Point-per-instance localization data:
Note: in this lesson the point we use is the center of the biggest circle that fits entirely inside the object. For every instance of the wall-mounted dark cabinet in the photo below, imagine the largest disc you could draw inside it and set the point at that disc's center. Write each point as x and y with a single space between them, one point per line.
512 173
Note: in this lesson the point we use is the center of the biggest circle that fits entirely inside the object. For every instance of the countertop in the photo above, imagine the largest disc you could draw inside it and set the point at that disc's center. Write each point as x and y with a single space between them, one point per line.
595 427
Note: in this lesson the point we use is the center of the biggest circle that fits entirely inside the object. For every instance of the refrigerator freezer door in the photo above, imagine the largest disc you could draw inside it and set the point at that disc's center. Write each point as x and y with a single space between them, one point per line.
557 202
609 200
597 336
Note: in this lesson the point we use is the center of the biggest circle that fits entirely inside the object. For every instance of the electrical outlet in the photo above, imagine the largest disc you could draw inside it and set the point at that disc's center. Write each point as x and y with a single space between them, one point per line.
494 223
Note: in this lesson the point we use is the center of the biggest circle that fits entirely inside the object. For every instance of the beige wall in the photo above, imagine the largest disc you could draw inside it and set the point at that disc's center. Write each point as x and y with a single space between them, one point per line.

Brief:
Using the data above, print every record exactly as shown.

Response to this exercise:
Note: in this lesson the point we use is the center of the biggest circle that fits entirely inside the object. For every instance of the wall-mounted dark cabinet in the photo below, imagine the largest disc you could draw inside it and set the point at that disc's center. Write each point as x and y with a single space between them, one point per line.
512 173
Note: in this lesson the point we use is the center of the biggest circle that fits entirely inside the object. For every instance of the countertop in the photo above, imagine the largest disc you could draw inside it and set the point at that disc's center. Write each point as x and y with a single space between them, one point per line.
595 427
Note: in this lesson the point we use is the center of the biggest circle that fits entirely inside the object. For every instance of the refrigerator freezer door in the photo above, imagine the largest disc you could draw inside it and set the point at that disc's center. Write each point as x and y with a single space between them, one point per line.
557 202
609 200
597 336
Note: in this lesson the point we use is the center of the biggest circle that fits entirely inside the object. For every instance of the electrical outlet in the photo above, imagine the largest disc you could draw inside it and set the point at that disc's center. Write each point as x and y with a single space between them, one point per line.
494 223
Note: in this lesson the point we use is the center of the biggest circle that fits entirely inside the object. For every instance of the beige wall in the photo above, imagine the largest disc you could draw inside it and set the point at that disc's center. Write each point as x and y with a single space between them, one point per line.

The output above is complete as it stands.